■ PROBLEM TO WORK ON: Using the records below, count the lines with "positive" in them. Give the number only.

Start of SUPPLIED MATERIAL

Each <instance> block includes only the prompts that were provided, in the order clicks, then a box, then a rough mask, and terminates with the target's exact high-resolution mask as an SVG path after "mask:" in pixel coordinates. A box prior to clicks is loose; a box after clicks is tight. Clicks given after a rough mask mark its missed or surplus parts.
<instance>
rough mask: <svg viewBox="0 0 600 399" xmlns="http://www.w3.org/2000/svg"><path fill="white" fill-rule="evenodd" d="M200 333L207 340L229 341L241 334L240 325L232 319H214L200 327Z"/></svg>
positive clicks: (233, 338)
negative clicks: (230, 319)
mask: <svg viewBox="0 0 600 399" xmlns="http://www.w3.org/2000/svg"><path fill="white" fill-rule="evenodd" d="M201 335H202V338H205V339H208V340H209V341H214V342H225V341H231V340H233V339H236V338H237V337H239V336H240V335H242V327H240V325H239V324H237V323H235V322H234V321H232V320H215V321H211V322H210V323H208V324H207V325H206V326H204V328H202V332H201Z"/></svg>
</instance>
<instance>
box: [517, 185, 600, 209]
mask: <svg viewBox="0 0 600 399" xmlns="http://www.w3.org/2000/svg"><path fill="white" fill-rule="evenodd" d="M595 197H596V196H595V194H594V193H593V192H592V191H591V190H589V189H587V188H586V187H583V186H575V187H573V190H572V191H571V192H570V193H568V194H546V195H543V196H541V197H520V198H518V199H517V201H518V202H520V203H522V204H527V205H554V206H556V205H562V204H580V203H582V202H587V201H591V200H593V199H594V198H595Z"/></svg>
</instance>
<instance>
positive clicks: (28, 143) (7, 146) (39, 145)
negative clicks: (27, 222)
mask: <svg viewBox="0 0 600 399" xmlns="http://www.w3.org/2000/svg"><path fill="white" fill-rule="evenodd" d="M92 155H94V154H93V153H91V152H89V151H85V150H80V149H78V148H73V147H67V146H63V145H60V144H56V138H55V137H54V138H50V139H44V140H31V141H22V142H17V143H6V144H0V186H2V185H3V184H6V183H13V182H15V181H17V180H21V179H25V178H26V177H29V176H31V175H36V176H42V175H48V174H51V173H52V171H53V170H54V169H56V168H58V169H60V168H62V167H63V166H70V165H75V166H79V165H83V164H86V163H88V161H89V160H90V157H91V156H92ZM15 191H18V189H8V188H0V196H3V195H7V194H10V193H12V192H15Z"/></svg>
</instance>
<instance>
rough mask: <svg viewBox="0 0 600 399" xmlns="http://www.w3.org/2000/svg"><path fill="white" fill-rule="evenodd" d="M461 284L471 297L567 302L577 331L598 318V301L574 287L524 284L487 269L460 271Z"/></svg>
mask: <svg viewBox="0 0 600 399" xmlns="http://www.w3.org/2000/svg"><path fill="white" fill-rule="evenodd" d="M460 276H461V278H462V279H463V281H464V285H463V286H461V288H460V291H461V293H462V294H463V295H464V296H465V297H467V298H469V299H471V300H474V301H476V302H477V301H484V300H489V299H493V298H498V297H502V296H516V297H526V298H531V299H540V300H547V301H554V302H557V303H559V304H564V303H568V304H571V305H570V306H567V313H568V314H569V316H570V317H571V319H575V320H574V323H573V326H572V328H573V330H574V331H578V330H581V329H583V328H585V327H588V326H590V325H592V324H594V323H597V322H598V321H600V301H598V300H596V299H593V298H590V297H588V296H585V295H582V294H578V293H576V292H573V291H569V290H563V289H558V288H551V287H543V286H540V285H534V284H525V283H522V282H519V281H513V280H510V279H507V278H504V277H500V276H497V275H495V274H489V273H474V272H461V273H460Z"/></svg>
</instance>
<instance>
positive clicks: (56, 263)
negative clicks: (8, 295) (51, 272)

End of SUPPLIED MATERIAL

■ OUTPUT FOR THIS EXERCISE: 3